Task » Reproduce every line of the material that follows, character for character and in the same order.
=======
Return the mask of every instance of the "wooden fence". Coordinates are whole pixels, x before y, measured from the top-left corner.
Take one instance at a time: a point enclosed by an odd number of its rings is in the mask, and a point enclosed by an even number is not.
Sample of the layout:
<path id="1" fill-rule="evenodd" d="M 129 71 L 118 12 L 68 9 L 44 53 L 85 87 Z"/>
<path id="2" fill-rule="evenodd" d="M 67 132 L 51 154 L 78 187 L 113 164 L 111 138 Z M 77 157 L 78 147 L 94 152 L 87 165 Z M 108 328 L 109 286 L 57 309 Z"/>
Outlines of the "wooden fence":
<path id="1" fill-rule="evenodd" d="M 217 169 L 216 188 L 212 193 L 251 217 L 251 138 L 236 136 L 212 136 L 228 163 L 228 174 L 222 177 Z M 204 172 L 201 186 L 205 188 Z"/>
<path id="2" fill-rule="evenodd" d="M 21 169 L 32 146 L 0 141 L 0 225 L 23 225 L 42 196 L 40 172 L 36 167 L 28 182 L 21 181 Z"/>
=======
Result of the task »
Return the mask of every instance of the "wooden fence". Coordinates are whole pixels, x before y, measured from the top-left corner.
Take one instance at a time: a point enclosed by an odd number of its rings is in the mask, and a point enclosed by an even number is not.
Sample of the layout:
<path id="1" fill-rule="evenodd" d="M 129 71 L 118 12 L 68 9 L 44 53 L 85 87 Z"/>
<path id="2" fill-rule="evenodd" d="M 67 132 L 51 154 L 78 187 L 113 164 L 111 138 Z M 77 157 L 78 147 L 94 152 L 87 165 Z M 108 328 L 109 286 L 57 309 Z"/>
Outlines of the "wooden fence":
<path id="1" fill-rule="evenodd" d="M 217 169 L 216 188 L 212 193 L 251 217 L 251 138 L 236 136 L 212 136 L 228 163 L 228 174 L 222 177 Z M 204 172 L 201 186 L 205 188 Z"/>
<path id="2" fill-rule="evenodd" d="M 21 169 L 32 146 L 0 141 L 0 225 L 23 225 L 42 196 L 40 172 L 36 167 L 28 182 L 21 181 Z"/>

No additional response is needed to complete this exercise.